Look below for the line holding "Target: dancer in red dress" and the line holding "the snow on". Transcribe exactly those lines and all lines between them, nothing more.
■ ■ ■ ■ ■ ■ ■
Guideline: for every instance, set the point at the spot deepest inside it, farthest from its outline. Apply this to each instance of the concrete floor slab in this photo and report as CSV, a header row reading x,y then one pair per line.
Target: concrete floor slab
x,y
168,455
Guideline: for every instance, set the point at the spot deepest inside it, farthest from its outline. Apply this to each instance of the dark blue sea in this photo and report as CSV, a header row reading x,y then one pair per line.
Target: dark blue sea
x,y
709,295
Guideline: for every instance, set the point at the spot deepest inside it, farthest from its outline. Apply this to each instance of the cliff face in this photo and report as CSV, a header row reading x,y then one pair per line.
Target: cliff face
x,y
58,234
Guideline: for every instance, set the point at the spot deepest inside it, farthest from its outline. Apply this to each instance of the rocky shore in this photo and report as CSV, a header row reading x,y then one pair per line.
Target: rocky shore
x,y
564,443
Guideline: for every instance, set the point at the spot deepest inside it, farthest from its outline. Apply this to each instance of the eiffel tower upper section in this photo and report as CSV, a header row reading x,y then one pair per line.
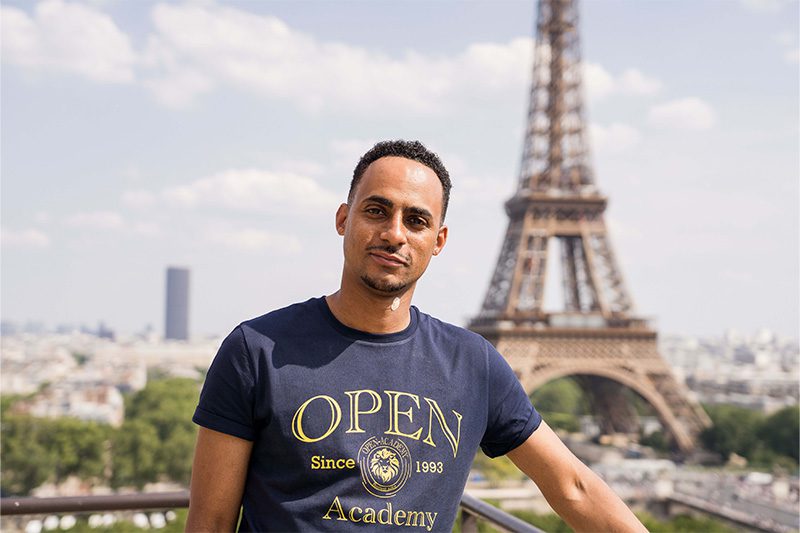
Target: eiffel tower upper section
x,y
556,198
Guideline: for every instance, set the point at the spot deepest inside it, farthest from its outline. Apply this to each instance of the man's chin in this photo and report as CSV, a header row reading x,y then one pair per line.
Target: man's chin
x,y
383,287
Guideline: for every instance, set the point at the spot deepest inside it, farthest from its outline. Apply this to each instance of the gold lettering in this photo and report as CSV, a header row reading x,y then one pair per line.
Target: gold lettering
x,y
297,420
336,506
394,412
355,412
414,517
431,519
452,439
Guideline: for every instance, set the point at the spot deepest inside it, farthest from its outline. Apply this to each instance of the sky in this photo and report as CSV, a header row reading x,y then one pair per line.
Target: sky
x,y
222,137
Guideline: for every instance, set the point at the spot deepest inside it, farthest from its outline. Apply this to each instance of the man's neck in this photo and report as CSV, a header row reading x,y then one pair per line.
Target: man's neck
x,y
369,312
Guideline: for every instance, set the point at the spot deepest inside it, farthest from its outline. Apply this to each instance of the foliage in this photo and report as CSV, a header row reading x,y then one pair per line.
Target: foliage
x,y
77,448
27,463
155,443
552,523
560,396
734,430
134,450
683,523
781,432
765,441
658,440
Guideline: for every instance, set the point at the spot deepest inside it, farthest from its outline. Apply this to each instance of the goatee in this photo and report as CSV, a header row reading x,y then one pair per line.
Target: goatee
x,y
389,288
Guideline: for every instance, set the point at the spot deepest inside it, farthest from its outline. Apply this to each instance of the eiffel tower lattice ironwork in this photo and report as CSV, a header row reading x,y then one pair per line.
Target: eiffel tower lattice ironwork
x,y
596,339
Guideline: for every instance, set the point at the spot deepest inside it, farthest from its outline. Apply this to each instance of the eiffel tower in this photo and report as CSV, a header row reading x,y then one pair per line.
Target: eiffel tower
x,y
596,339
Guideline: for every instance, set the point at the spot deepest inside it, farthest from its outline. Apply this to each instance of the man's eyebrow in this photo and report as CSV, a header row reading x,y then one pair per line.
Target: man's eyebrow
x,y
419,211
379,200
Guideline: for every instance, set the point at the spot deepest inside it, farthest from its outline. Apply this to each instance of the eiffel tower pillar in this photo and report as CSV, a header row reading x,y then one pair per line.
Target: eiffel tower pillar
x,y
596,337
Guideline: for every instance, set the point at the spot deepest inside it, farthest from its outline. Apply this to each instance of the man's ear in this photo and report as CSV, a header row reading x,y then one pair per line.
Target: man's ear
x,y
441,239
341,218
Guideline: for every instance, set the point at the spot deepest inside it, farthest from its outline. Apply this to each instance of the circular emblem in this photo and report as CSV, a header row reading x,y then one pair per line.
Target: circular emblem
x,y
385,465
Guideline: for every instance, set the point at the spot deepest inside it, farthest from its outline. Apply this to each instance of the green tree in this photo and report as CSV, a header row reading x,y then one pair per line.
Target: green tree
x,y
77,448
135,446
26,462
560,396
167,406
780,432
734,430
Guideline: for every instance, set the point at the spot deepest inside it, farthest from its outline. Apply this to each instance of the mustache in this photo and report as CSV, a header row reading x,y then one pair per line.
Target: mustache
x,y
392,250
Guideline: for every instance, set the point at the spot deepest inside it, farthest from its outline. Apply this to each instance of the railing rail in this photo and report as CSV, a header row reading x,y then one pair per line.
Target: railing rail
x,y
471,507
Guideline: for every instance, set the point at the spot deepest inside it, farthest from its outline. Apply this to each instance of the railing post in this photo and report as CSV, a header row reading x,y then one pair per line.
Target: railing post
x,y
469,522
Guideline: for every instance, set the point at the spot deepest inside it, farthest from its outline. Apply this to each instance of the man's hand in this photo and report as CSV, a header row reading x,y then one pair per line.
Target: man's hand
x,y
219,472
576,493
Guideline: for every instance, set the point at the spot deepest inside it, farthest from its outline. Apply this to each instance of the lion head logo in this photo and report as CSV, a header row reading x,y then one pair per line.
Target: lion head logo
x,y
384,464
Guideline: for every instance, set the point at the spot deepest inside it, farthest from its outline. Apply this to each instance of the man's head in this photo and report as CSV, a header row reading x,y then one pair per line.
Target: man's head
x,y
413,150
392,223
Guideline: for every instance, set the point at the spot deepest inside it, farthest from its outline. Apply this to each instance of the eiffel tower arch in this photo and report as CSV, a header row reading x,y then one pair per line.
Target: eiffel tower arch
x,y
596,338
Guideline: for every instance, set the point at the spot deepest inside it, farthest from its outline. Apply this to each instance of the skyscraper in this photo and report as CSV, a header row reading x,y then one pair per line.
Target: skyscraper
x,y
177,312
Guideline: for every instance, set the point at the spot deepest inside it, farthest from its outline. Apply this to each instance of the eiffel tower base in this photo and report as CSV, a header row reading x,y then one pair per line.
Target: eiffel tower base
x,y
603,362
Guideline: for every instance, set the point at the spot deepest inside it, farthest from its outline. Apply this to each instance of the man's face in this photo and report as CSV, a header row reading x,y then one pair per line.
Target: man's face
x,y
393,225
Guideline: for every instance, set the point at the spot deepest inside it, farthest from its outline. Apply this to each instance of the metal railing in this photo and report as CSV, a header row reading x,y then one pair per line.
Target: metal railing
x,y
472,509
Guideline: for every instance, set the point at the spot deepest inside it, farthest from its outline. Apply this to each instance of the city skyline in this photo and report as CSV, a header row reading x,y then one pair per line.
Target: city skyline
x,y
222,137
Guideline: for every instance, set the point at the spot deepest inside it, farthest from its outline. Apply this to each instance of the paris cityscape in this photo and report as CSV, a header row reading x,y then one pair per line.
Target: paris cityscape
x,y
634,259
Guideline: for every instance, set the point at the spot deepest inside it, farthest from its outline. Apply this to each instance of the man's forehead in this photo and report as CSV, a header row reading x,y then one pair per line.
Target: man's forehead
x,y
409,173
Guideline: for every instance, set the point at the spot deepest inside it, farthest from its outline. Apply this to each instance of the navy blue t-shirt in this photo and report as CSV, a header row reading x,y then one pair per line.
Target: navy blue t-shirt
x,y
354,430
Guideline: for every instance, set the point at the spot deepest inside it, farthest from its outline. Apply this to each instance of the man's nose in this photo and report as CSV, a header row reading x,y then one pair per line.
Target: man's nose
x,y
394,232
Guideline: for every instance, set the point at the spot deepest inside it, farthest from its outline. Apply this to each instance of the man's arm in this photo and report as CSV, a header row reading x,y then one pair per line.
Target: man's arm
x,y
219,472
576,493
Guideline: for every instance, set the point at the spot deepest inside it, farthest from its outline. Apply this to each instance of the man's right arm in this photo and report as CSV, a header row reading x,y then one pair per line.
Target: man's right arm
x,y
219,472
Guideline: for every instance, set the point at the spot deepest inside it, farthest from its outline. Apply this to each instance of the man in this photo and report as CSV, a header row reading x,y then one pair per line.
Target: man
x,y
357,410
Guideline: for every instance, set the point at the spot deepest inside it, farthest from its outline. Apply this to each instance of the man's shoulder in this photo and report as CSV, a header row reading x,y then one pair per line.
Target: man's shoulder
x,y
288,317
450,332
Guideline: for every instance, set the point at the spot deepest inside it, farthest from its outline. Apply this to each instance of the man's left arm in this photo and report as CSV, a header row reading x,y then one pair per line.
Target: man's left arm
x,y
576,493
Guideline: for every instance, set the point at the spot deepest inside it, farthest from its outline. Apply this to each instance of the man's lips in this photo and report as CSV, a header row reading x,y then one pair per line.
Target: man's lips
x,y
388,259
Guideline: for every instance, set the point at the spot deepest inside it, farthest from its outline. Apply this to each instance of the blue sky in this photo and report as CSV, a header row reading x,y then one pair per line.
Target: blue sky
x,y
221,136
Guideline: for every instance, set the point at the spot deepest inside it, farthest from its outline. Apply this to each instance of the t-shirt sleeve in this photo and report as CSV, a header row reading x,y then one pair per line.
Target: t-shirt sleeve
x,y
226,401
511,418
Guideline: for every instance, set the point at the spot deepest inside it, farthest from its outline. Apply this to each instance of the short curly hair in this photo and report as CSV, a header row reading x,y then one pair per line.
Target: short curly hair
x,y
414,150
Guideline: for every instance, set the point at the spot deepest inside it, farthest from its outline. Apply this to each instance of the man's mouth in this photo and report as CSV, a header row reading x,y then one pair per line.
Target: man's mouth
x,y
387,259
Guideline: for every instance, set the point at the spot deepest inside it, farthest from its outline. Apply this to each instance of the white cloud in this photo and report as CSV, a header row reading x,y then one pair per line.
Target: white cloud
x,y
199,47
687,113
102,220
792,56
251,189
764,6
788,41
615,138
67,37
146,229
33,238
786,38
634,82
255,240
42,218
600,83
138,199
347,152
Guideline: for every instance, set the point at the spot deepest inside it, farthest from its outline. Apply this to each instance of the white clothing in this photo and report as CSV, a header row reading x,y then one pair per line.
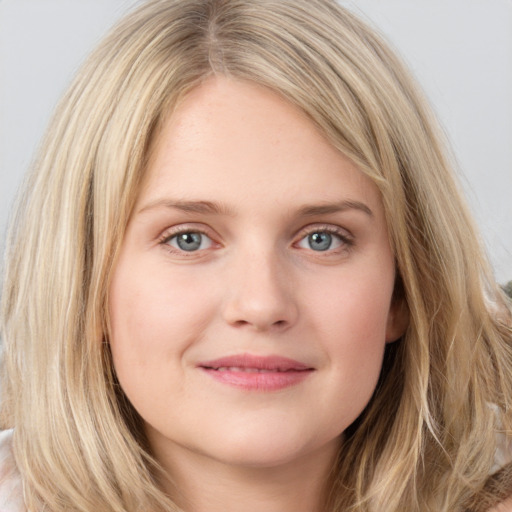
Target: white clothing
x,y
11,493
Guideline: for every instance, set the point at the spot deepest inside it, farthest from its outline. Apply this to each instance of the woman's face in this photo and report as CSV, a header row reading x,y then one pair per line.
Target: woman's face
x,y
251,301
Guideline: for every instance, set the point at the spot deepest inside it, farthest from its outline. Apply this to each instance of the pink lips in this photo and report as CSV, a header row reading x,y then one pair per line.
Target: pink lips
x,y
259,373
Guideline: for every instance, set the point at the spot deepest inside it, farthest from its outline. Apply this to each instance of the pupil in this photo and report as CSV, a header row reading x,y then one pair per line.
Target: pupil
x,y
320,241
189,241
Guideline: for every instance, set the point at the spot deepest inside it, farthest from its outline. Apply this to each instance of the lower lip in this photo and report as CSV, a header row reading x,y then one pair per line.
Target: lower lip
x,y
254,381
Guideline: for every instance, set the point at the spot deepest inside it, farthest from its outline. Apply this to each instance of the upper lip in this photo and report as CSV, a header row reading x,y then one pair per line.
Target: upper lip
x,y
273,362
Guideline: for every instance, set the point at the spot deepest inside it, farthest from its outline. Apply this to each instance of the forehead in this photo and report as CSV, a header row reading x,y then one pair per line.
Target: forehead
x,y
230,140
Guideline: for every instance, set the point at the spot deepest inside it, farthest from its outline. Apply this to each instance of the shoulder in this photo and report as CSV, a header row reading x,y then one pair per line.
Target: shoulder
x,y
11,493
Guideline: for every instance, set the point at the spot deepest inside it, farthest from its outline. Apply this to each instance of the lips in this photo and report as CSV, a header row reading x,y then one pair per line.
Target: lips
x,y
257,373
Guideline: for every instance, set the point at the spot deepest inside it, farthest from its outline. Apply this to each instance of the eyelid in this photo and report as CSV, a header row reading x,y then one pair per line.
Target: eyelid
x,y
347,239
173,231
329,228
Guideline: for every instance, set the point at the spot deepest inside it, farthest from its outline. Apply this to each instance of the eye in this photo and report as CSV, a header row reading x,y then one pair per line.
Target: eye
x,y
189,241
322,240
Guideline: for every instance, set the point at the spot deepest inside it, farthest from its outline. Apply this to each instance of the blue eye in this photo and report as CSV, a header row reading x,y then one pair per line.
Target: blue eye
x,y
189,241
321,241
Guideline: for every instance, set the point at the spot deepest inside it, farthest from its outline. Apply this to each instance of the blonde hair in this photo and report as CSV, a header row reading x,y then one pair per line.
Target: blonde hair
x,y
427,439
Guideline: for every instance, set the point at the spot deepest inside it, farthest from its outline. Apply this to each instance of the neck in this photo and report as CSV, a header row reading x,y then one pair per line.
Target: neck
x,y
202,484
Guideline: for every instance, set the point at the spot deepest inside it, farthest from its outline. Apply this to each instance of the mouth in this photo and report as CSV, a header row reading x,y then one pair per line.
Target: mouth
x,y
257,373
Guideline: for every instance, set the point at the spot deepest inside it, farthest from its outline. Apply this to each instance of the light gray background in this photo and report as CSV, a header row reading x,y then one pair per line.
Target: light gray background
x,y
460,50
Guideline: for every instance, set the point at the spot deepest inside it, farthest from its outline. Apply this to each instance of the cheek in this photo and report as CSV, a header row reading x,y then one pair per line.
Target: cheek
x,y
153,320
352,317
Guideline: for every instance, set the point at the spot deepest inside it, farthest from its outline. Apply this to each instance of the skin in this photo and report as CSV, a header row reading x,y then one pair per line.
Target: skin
x,y
255,286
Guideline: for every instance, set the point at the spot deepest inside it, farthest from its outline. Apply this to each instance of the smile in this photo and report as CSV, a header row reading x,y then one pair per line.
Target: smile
x,y
257,373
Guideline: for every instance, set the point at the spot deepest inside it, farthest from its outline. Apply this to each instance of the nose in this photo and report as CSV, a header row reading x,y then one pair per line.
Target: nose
x,y
260,293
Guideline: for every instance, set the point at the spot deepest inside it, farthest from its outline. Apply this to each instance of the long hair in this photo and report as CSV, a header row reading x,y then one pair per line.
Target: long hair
x,y
427,439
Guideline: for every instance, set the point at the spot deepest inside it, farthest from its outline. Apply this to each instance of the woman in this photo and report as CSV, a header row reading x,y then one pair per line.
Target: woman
x,y
242,277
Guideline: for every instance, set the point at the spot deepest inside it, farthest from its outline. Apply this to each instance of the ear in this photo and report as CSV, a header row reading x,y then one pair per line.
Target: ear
x,y
398,319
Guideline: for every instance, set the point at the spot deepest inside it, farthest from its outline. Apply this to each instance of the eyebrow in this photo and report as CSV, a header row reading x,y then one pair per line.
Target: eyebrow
x,y
215,208
203,207
322,209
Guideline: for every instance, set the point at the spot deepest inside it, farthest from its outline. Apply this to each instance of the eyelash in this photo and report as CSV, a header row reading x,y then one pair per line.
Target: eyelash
x,y
346,240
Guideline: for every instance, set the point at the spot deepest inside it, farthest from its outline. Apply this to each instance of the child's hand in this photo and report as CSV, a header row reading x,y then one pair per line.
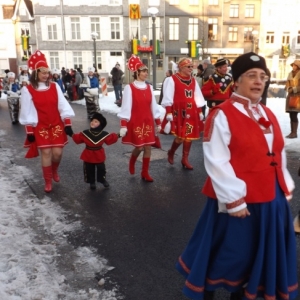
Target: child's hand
x,y
69,131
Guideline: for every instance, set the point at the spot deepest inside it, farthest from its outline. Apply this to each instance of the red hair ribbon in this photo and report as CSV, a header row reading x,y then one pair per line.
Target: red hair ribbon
x,y
262,121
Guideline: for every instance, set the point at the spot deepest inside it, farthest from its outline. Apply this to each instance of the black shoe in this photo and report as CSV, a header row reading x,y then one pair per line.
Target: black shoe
x,y
237,295
208,295
105,184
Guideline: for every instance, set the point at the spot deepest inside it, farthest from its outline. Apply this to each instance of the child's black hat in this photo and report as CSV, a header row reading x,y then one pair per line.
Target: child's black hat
x,y
101,119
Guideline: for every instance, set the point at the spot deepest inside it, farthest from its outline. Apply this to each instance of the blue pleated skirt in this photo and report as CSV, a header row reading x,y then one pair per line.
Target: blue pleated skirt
x,y
257,252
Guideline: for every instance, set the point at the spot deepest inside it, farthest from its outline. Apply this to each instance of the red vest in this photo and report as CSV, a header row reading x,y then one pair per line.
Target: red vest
x,y
250,157
46,104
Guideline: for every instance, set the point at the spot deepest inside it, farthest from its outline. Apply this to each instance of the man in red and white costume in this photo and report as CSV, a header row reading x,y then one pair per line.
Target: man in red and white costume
x,y
183,101
244,240
219,85
140,117
46,113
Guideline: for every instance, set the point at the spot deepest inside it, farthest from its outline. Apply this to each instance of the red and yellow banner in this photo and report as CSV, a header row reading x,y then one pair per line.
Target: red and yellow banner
x,y
193,47
134,11
135,45
25,42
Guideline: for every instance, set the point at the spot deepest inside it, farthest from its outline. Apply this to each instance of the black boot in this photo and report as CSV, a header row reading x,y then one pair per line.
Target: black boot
x,y
208,295
237,295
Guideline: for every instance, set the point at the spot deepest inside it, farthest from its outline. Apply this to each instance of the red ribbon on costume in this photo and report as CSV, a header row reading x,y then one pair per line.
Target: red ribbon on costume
x,y
262,121
33,151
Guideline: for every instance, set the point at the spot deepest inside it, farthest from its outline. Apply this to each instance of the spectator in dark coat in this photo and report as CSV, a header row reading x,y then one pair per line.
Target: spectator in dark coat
x,y
117,74
168,74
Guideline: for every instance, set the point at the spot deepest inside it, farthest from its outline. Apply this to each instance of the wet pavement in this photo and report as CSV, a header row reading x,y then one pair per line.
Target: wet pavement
x,y
140,228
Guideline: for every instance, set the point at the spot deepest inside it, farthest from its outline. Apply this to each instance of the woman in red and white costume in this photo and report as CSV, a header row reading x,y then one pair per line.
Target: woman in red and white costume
x,y
140,117
183,101
46,115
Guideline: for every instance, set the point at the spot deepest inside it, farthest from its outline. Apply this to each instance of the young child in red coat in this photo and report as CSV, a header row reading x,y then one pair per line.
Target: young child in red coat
x,y
93,155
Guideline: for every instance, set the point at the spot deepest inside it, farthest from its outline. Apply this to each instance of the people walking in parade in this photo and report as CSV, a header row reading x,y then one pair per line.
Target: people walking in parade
x,y
293,98
169,73
219,85
244,240
46,115
183,101
90,86
56,78
93,155
140,117
116,78
24,72
208,70
12,89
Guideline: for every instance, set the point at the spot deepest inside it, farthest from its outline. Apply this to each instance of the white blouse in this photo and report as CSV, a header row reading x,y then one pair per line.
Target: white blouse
x,y
227,186
28,113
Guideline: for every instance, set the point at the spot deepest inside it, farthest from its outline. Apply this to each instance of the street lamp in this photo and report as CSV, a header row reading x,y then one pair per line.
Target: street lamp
x,y
254,41
153,11
94,37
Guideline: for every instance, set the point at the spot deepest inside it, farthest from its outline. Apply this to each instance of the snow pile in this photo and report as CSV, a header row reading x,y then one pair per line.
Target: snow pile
x,y
32,231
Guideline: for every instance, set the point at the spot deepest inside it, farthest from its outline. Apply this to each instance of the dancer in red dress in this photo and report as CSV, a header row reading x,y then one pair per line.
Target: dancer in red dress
x,y
46,115
140,117
183,101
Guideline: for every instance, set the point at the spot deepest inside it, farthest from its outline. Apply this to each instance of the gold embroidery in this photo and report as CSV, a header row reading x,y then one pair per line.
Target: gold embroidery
x,y
51,132
143,131
189,105
188,128
44,133
56,132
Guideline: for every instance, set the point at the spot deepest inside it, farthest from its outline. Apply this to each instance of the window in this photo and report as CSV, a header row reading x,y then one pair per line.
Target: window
x,y
249,12
212,28
25,28
115,53
233,32
54,60
248,34
114,2
22,9
285,38
193,29
174,29
99,62
153,2
75,28
270,37
115,28
234,11
95,26
77,60
52,28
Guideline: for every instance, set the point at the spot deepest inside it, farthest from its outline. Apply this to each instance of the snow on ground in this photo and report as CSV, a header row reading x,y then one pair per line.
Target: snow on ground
x,y
28,260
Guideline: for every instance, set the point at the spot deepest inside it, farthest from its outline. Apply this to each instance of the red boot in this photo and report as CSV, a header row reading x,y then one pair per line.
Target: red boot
x,y
145,175
132,163
171,152
55,175
47,173
185,153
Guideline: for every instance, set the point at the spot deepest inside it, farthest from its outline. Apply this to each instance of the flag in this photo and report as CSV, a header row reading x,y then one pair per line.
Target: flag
x,y
135,44
157,48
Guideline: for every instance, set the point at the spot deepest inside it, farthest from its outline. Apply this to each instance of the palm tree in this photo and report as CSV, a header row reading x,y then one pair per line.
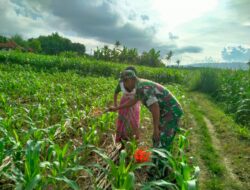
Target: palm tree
x,y
117,43
178,62
169,55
■ ■ ■ ■ ■ ■ ■
**WRITTEN ANSWER:**
Target: dancer in red dress
x,y
46,115
140,117
183,101
Guideline: for every instance, set the point at the spot deepest inside it, farthest from its outline. Apply this to each instance of the gold embroidery in this photo and report as CSV, a header row reading x,y then one pair per line.
Target: gold embroidery
x,y
51,132
143,131
189,105
188,128
44,133
56,132
Guideline: for every instance, set the point at the spot deepest inside it, farthest from its outline. Apply this to each instance of the window in this photo and report as CSV, a header row reading x,y then one pair per line.
Target: window
x,y
249,12
212,28
25,28
115,53
233,32
54,60
248,34
114,2
22,9
285,38
193,29
174,29
99,62
153,2
75,28
270,37
115,28
234,11
95,26
77,60
52,28
Guideline: for every instance, set the point at the spot deepest inside it, farthest from its outline. Apply this to each instance of the snow on ground in this photo and report as CSV, a header row reading x,y then one pair per line.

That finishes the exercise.